Extrait du texte:
----
Le cryptage est libre

 

 

La signature électronique est une technique par laquelle des messages sur Internet sont authentifiés. Une autorité de certification délivre ainsi, après les vérifications qui s'imposent, au demandeur une clef électronique cryptée qui permet à celui-ci d'un côté à envoyer des messages chiffrés que seul leur destinataire pourra lire mais aussi, de l'autre côté, de s'identifier sans qu'il y ait de doutes qu'il est bien la personne qu'il prétend être. La signature électronique permet ainsi au visiteur du site de se faire confirmer par un tiers ­ l'autorité de certification ­ que derrière le site d'une banque se trouve une véritable banque digne de foi et non pas un escroc doué en informatique.

 

La nouvelle loi établira donc les règles à respecter par les autorités de certification et les garanties qu'elles devront apporter. Tout en refusant de limiter l'activité d'autorité de certification à l'une ou l'autre profession, le texte prévoit aussi la mise en place, près du ministère de l'Économie, d'une Autorité nationale d'accréditation et de surveillance. Cette accréditation restera volontaire. Seuls les certificats de fournisseurs agréés auront toutefois force légale.
----
Données fournies:
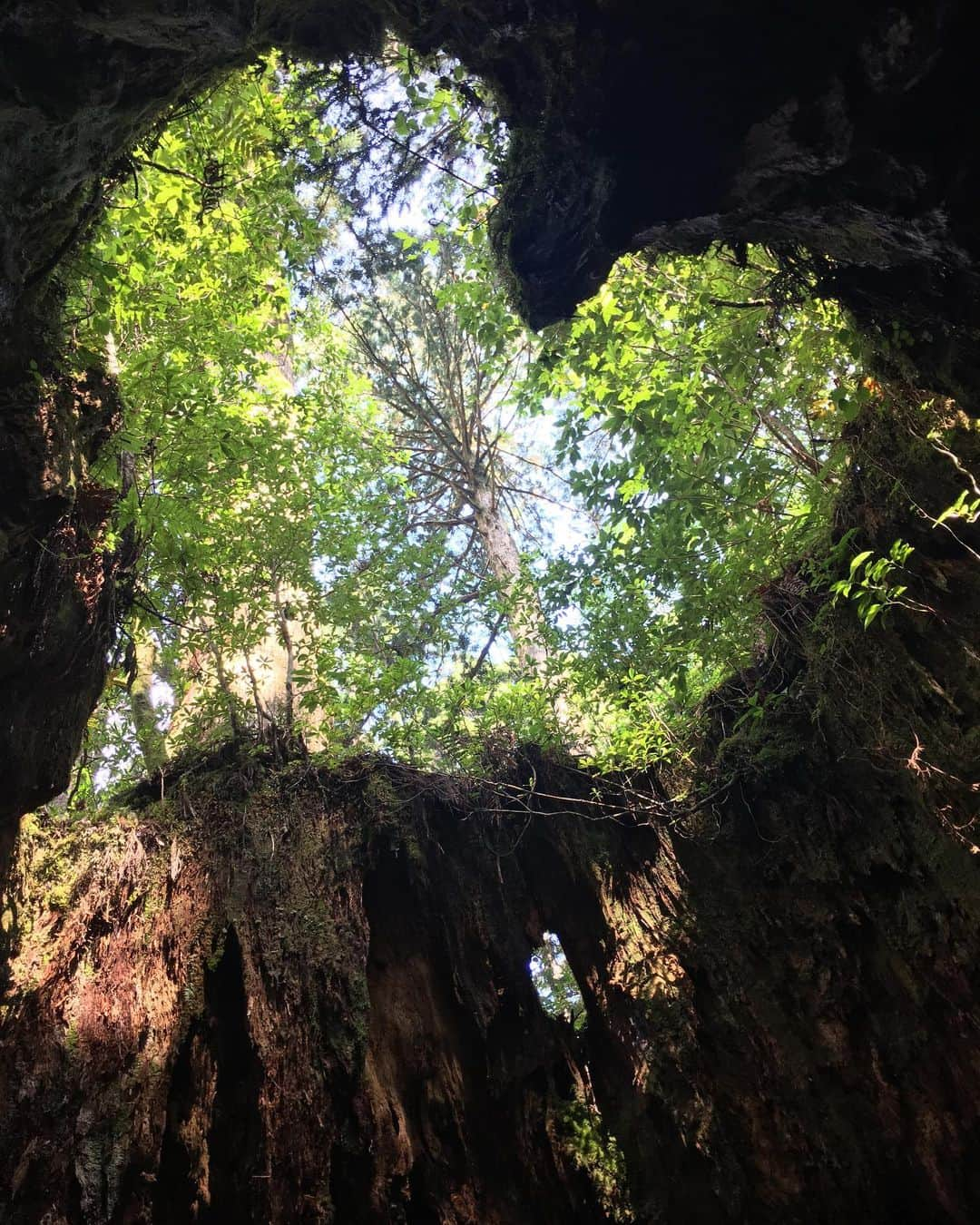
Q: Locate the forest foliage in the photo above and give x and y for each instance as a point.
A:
(374, 510)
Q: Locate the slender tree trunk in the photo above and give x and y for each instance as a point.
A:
(150, 738)
(524, 618)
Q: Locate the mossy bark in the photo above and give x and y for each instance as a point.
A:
(310, 998)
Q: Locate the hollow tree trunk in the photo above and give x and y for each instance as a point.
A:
(301, 995)
(245, 1012)
(524, 618)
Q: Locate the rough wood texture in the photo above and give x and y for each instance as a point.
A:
(847, 130)
(290, 1002)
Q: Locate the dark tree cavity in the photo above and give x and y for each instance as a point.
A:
(305, 996)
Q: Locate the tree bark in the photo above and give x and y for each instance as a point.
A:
(240, 1014)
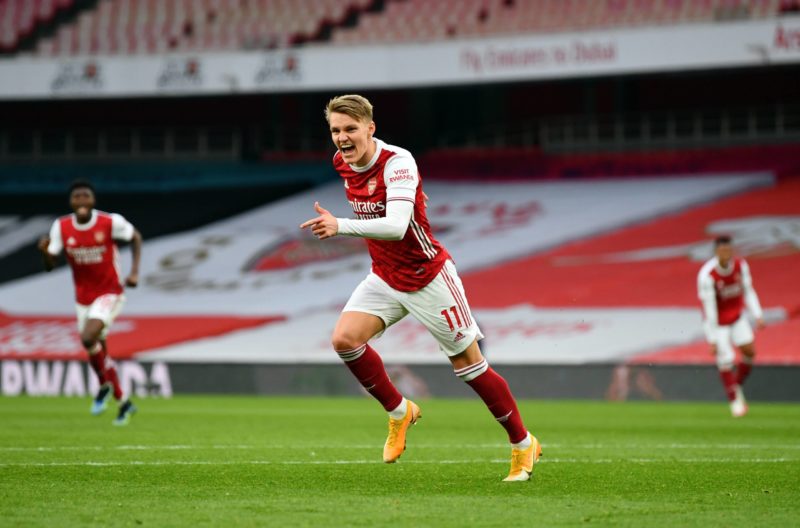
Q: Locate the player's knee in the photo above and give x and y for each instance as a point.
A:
(342, 341)
(89, 342)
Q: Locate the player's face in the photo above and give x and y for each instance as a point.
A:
(82, 202)
(724, 253)
(353, 138)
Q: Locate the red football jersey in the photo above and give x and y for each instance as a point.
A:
(91, 252)
(408, 264)
(729, 288)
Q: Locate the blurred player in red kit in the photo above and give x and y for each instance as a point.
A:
(412, 273)
(88, 238)
(725, 287)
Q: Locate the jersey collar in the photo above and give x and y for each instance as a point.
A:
(720, 269)
(368, 166)
(88, 225)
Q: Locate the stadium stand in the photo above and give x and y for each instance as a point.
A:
(420, 20)
(157, 26)
(19, 18)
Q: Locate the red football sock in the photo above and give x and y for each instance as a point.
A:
(367, 366)
(98, 361)
(743, 369)
(113, 379)
(106, 372)
(494, 392)
(728, 378)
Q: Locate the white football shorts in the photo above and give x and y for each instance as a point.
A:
(105, 308)
(739, 333)
(441, 306)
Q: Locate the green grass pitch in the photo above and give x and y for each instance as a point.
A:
(258, 461)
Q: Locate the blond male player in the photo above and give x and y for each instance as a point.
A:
(412, 273)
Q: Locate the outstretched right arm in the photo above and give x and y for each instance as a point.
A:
(50, 246)
(708, 296)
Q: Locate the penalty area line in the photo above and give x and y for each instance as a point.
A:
(378, 462)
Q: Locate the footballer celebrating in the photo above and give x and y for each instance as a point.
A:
(88, 239)
(725, 287)
(412, 273)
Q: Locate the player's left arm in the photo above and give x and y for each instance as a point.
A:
(750, 296)
(121, 229)
(401, 179)
(136, 256)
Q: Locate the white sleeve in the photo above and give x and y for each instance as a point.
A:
(402, 178)
(391, 227)
(707, 295)
(56, 245)
(121, 229)
(750, 296)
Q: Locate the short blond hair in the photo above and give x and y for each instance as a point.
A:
(356, 106)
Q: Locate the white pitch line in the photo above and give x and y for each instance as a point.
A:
(178, 447)
(378, 462)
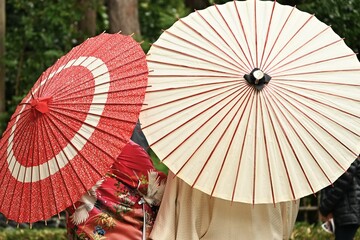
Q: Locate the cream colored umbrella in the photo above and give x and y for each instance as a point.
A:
(253, 101)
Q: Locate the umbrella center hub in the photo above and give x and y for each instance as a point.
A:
(257, 78)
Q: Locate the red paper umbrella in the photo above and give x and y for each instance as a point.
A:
(253, 101)
(67, 131)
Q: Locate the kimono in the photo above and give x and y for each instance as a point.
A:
(122, 205)
(187, 213)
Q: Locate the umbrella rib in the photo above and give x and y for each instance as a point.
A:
(256, 39)
(246, 98)
(313, 99)
(270, 106)
(32, 136)
(320, 71)
(262, 102)
(61, 99)
(297, 133)
(243, 141)
(12, 170)
(274, 68)
(192, 86)
(61, 93)
(300, 47)
(69, 57)
(311, 81)
(88, 140)
(41, 191)
(165, 158)
(290, 39)
(67, 157)
(57, 164)
(245, 36)
(281, 152)
(75, 51)
(91, 114)
(242, 66)
(207, 40)
(277, 38)
(191, 56)
(233, 87)
(284, 93)
(210, 133)
(200, 47)
(310, 64)
(267, 35)
(255, 144)
(248, 65)
(191, 67)
(236, 97)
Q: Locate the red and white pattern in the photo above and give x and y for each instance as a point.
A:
(67, 131)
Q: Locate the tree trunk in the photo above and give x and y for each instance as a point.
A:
(2, 55)
(88, 24)
(124, 16)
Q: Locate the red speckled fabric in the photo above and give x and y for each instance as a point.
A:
(118, 213)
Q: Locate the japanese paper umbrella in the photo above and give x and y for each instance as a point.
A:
(67, 131)
(253, 101)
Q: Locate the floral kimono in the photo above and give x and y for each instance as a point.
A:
(120, 203)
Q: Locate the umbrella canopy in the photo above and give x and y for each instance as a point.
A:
(68, 130)
(253, 101)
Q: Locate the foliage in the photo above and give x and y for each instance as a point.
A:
(305, 231)
(33, 234)
(343, 16)
(157, 15)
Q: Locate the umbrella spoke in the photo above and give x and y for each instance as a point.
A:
(277, 103)
(188, 121)
(296, 131)
(267, 35)
(276, 67)
(277, 38)
(252, 94)
(76, 51)
(194, 68)
(193, 56)
(78, 134)
(310, 64)
(244, 33)
(209, 41)
(243, 66)
(232, 87)
(296, 93)
(290, 39)
(65, 91)
(262, 102)
(14, 168)
(75, 98)
(234, 96)
(246, 97)
(316, 123)
(273, 120)
(198, 47)
(236, 99)
(302, 46)
(46, 135)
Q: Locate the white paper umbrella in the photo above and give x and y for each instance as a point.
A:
(253, 101)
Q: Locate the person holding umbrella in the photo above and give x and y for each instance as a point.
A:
(342, 203)
(122, 205)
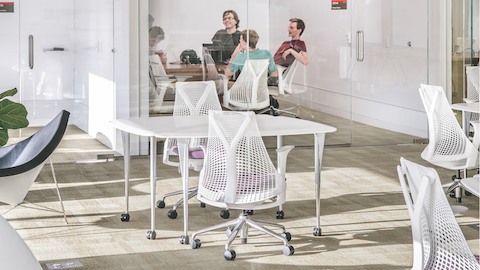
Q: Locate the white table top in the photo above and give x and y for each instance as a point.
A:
(197, 126)
(466, 107)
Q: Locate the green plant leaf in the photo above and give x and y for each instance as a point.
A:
(3, 136)
(13, 115)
----
Travail demandé:
#1 Recopiez le passage de l'extrait sur la signature électronique allant de "La signature électronique est" jusqu'à "doué en informatique." inclus, en substituant "fraudeur" à "escroc".
#2 Reprenez l'extrait sur la signature électronique à partir de sa dernière phrase et rédigez la suite.

Réponses attendues:
#1
La signature électronique est une technique par laquelle des messages sur Internet sont authentifiés. Une autorité de certification délivre ainsi, après les vérifications qui s'imposent, au demandeur une clef électronique cryptée qui permet à celui-ci d'un côté à envoyer des messages chiffrés que seul leur destinataire pourra lire mais aussi, de l'autre côté, de s'identifier sans qu'il y ait de doutes qu'il est bien la personne qu'il prétend être. La signature électronique permet ainsi au visiteur du site de se faire confirmer par un tiers ­ l'autorité de certification ­ que derrière le site d'une banque se trouve une véritable banque digne de foi et non pas un fraudeur doué en informatique.

#2
 

Le projet de loi prévoit aussi l'adaptation du droit pénal à cette nouvelle technologie. Un faux en écritures ou encore un vol sont ainsi punis de la même manière s'il ont été commis à travers le Web qu'une escroquerie plus traditionnelle. Le projet de loi essaie aussi de rester dans la droite ligne des initiatives déjà adoptées ou en cours de négociations au niveau de l'Union européenne et de l'OCDE. Il en est ainsi pour la signature électronique mais aussi pour le volet de la protection des consommateurs. La nouvelle loi introduira ainsi certaines obligations pour les commerçants virtuels de même que certains droits pour les consommateurs. 

 

Le projet de loi assaisonne le commerce électronique à la sauce luxembourgeoise. Et puisqu'il s'agit avant tout du projet fétiche des banquiers il ne faut pas s'étonner à ce que la confidentialité y joue un rôle important. La première mesure se retrouve dès l'article deux du projet de loi: «L'usage des techniques de cryptographie est libre.» Un principe, pour simple qu'il apparaît, qui n'existe ni en France ni aux États-Unis, par exemple. Sur le plan fiscal, le projet de loi ne prévoit pas de régime préférentiel pour le commerce électronique. Seul le taux de TVA, le plus bas de l'Union européenne, comptera donc comme argument de vente.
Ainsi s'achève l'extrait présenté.